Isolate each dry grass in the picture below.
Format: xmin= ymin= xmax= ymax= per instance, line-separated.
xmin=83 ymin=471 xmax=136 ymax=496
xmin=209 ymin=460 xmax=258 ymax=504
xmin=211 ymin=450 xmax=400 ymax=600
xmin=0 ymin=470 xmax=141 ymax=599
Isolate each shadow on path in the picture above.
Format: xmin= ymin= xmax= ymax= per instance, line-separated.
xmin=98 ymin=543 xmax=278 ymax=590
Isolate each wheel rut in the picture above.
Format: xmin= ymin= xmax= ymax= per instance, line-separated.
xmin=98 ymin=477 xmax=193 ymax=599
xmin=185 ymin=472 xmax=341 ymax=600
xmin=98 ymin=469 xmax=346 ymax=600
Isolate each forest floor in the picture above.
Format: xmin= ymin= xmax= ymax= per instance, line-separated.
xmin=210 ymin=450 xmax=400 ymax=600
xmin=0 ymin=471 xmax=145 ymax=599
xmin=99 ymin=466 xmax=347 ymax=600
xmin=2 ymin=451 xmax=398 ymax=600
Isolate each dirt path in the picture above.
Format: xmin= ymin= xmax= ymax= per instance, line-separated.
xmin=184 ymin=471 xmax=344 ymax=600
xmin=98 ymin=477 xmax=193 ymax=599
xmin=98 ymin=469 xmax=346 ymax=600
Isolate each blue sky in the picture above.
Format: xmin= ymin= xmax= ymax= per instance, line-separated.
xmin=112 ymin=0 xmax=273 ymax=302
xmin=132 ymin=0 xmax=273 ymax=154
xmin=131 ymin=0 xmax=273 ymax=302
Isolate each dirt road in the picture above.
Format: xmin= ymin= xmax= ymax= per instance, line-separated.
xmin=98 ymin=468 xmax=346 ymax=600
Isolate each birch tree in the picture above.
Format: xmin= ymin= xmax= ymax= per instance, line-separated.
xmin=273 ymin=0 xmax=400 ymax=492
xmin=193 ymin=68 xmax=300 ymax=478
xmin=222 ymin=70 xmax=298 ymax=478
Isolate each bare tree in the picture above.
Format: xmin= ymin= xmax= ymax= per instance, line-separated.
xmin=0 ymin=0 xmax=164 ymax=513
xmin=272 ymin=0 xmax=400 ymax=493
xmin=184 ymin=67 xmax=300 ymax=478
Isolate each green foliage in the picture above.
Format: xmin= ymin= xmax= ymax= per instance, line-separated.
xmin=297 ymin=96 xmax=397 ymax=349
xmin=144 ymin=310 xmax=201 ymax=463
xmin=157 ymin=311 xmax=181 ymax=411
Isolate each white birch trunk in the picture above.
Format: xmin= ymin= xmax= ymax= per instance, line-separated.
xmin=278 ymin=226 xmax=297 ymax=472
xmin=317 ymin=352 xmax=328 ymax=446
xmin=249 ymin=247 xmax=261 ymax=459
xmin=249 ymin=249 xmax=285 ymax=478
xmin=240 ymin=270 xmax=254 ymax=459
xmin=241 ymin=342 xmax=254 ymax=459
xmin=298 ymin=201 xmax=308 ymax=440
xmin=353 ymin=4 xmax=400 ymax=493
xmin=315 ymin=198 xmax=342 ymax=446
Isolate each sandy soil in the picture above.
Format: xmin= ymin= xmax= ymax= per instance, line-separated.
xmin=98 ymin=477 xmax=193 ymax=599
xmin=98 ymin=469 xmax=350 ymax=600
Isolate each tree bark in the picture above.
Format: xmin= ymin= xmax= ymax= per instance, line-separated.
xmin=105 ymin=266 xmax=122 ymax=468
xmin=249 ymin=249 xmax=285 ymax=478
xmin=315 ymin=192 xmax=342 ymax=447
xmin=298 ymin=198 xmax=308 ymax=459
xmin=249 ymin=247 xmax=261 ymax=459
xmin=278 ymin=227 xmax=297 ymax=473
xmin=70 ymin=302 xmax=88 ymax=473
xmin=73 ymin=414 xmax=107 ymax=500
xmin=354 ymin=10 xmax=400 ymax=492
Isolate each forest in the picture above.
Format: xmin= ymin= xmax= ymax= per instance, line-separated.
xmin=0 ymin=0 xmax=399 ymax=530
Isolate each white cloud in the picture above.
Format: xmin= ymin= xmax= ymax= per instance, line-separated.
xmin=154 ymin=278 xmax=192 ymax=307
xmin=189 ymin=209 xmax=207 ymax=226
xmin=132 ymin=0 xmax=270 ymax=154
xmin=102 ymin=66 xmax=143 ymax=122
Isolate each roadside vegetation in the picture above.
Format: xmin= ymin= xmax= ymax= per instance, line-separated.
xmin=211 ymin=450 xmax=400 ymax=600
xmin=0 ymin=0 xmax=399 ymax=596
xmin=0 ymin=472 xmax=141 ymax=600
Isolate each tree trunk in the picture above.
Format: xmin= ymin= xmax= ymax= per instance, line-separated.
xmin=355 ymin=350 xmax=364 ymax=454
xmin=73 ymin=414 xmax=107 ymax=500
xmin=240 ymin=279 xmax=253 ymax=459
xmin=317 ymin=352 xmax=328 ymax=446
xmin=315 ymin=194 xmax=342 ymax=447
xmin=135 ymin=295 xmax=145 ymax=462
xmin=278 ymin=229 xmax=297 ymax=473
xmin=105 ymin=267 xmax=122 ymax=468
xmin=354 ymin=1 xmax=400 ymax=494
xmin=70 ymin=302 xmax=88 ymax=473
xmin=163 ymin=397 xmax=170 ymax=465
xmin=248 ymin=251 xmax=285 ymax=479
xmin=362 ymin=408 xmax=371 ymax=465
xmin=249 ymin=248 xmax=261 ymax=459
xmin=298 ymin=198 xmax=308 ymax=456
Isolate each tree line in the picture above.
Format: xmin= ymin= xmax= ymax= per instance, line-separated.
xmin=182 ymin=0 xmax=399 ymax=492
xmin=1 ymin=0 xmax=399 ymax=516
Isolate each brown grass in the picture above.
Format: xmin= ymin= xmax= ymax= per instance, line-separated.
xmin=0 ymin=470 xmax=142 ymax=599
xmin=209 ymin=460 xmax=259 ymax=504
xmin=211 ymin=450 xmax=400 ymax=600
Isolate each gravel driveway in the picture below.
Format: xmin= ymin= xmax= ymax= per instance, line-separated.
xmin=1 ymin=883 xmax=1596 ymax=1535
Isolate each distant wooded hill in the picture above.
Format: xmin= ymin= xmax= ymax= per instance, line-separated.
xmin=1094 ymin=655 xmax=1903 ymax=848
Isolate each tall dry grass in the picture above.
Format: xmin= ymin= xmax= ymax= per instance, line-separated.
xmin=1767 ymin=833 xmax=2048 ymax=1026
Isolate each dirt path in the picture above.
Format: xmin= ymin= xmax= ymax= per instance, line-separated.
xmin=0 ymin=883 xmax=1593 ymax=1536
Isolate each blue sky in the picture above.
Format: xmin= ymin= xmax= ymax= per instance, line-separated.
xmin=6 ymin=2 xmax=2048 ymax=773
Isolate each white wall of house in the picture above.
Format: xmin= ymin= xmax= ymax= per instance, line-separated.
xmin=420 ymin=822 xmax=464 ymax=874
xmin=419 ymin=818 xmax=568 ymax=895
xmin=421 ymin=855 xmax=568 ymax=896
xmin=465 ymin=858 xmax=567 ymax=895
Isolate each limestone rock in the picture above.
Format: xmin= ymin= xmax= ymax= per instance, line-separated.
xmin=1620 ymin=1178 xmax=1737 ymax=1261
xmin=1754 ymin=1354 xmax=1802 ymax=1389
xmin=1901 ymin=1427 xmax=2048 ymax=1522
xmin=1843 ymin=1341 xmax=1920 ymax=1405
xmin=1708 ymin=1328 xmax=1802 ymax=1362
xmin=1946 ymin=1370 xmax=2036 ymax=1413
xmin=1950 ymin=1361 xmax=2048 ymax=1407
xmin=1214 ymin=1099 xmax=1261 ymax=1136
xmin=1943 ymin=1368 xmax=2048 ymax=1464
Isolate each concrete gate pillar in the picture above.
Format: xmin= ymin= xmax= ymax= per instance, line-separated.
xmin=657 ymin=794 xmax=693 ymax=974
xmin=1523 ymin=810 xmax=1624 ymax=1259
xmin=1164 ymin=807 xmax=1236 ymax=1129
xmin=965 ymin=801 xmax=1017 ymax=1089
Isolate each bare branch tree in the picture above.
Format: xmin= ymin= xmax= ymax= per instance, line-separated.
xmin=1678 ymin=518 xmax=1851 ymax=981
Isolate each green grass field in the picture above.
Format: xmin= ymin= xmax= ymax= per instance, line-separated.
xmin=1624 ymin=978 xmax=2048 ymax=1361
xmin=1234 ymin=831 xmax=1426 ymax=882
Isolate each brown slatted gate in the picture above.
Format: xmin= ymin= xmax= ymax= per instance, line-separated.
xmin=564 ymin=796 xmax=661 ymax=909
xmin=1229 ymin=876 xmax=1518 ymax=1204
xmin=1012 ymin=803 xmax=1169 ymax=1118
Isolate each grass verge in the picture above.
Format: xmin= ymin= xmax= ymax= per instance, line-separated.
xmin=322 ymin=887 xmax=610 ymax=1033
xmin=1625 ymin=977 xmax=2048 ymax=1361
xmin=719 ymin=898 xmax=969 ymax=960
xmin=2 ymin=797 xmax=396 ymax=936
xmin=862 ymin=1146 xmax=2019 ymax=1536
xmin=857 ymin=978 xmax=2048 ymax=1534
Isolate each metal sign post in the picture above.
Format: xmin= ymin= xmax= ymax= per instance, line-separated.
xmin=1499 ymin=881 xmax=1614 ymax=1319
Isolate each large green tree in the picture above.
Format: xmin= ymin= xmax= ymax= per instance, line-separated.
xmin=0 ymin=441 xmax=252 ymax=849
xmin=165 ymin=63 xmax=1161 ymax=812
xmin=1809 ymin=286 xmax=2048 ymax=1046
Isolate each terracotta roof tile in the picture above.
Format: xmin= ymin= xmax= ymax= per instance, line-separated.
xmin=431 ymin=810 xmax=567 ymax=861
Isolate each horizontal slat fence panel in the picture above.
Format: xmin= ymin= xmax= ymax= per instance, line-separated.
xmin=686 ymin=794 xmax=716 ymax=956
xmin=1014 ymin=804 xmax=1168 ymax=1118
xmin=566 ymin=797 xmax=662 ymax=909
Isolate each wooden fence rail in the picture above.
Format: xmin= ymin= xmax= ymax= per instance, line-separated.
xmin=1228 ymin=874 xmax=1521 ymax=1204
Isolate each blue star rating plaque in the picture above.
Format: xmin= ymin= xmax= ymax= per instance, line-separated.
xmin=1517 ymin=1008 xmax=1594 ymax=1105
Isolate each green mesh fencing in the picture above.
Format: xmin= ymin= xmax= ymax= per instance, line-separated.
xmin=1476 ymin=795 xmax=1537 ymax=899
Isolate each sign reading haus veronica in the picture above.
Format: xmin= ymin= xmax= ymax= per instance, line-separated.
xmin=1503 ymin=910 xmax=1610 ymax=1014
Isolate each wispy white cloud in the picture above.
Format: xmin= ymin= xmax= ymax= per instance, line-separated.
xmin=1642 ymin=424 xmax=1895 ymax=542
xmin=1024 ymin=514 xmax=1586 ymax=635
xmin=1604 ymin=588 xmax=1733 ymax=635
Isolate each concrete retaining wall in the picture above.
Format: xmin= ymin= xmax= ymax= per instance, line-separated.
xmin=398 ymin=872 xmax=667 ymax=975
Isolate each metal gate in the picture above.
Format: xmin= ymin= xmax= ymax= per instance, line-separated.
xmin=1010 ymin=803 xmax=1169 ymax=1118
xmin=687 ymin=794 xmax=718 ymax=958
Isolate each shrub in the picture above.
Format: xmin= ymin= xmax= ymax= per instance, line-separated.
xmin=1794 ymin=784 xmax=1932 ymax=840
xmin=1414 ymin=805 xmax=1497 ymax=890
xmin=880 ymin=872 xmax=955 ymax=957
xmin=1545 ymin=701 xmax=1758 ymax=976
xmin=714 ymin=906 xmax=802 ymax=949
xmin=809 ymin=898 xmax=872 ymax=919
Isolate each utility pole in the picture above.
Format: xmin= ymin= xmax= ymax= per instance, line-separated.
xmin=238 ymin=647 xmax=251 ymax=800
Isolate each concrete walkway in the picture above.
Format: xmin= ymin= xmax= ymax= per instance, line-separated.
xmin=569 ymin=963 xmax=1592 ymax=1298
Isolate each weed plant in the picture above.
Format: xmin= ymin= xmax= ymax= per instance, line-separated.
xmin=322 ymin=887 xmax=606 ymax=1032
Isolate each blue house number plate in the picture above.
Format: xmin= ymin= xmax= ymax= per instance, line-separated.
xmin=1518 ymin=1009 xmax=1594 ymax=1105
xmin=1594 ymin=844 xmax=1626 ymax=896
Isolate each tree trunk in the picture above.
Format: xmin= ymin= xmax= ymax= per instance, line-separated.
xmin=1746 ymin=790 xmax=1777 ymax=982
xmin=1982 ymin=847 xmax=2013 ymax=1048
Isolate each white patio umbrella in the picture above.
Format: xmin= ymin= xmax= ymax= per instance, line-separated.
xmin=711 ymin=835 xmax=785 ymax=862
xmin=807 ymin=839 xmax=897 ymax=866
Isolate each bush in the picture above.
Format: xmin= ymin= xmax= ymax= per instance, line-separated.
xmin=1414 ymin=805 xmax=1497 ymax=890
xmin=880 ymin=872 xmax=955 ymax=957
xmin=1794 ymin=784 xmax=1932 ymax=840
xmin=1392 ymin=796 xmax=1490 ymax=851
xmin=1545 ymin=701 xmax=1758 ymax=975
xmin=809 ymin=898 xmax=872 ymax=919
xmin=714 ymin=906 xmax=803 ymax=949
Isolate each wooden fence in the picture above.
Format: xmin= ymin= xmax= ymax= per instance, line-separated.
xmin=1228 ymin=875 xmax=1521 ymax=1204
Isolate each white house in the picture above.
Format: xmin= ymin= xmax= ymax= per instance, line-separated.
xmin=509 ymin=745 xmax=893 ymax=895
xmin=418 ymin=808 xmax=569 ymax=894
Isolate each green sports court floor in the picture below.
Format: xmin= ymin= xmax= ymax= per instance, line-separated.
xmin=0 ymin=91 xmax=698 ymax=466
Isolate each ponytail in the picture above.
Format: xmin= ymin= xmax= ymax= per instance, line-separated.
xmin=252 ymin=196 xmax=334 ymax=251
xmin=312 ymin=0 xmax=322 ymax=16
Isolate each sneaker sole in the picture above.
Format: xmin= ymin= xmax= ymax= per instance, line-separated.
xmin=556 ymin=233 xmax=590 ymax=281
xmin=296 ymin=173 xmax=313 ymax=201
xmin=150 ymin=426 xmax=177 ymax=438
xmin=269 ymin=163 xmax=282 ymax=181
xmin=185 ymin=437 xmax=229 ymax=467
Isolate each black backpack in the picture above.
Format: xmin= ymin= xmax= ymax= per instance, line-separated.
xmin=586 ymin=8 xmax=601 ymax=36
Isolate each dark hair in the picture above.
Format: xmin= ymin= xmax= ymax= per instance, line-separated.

* * *

→ **Task details**
Find and show each line of the listing with the word "gate".

→ **Reply to the task**
Isolate each concrete gate pillar in the picture above.
Isolate each brown slatted gate in the picture above.
Isolate each metal gate in the picture above.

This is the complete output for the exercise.